Sci-Fi Satire, in Das Buch der vergessenen Geschichten Band 1, Papierfresserchens MTM-Verlag
Inhalt:
Manuel gerät in die Fänge überaus moderner Medizin. Und obwohl die Ärzte seine Krankheiten heilen, wird er dennoch nie richtig gesund. Das liegt vor allem daran, dass er das Kleingedruckte in den Geschäftsbedingungen nicht liest.
Auszug:
Zuerst hörte er auf zu laufen. Dann blieb er ganz stehen. Ging in die Knie. Lag am Boden. Zum Schluss kam die Rettung.
Die Ärzte sagten ihm, es war ein Lungenkollaps. Ein Infarkt, ähnlich wie er beim Herzen auftritt. Nicht so häufig wie ein Herzinfarkt, aber kommt doch hin und wieder vor.

## Gespeicherte Einträge
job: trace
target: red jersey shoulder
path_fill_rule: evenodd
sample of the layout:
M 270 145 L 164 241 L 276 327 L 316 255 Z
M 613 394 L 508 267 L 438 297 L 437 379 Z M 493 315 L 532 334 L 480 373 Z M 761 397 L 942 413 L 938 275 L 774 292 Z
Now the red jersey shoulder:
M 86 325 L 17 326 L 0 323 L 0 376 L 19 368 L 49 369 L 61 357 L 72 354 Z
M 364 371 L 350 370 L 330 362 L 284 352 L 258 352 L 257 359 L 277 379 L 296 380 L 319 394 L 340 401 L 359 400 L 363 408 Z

## Aufgaben
• a. Nennen Sie der Reihe nach die fünf Stationen, in denen der Text über Manuel unter „Auszug:“ den Zusammenbruch bis zur Rettung schildert.
• b. Führen Sie den Text über Manuel nach seinem letzten Satz weiter.

## Lösungen
• a.
1. Er hörte auf zu laufen.
2. Er blieb ganz stehen.
3. Er ging in die Knie.
4. Er lag am Boden.
5. Die Rettung kam.

• b.
Man hört auf zu leben in dem Moment, wo man auf die Welt kommt, dachte Manuel. Das ganze Leben strebt unaufhaltsam auf den Tod zu, als wäre es das einzige Ziel.
„Die gute Nachricht ist“, sagte der Arzt, „es ist kein Krebs.“
„Die schlechte Nachricht ist“, sagte ein zweiter Arzt, „dass ihre Lunge irreparable Schäden erlitten hat.“
„Enorme Schäden“, wieder der erste Arzt.
„Es tut uns leid.“
„Ohne Hilfe werden sie nicht mehr normal atmen können.“
„Hilfe?“, fragte Manuel.
„Künstliche Hilfe.“
„Maschinelle Hilfe.“
Sie präsentierten ihm seine neue Atemmaske. Eine kleinere, handlichere Version von der Maschine, an der er im Krankenhaus angeschlossen war. Sie kümmerte sich darum, dass seine Lungen ordentlich arbeiteten und den Körper mit dem dringend benötigten Sauerstoff versorgten.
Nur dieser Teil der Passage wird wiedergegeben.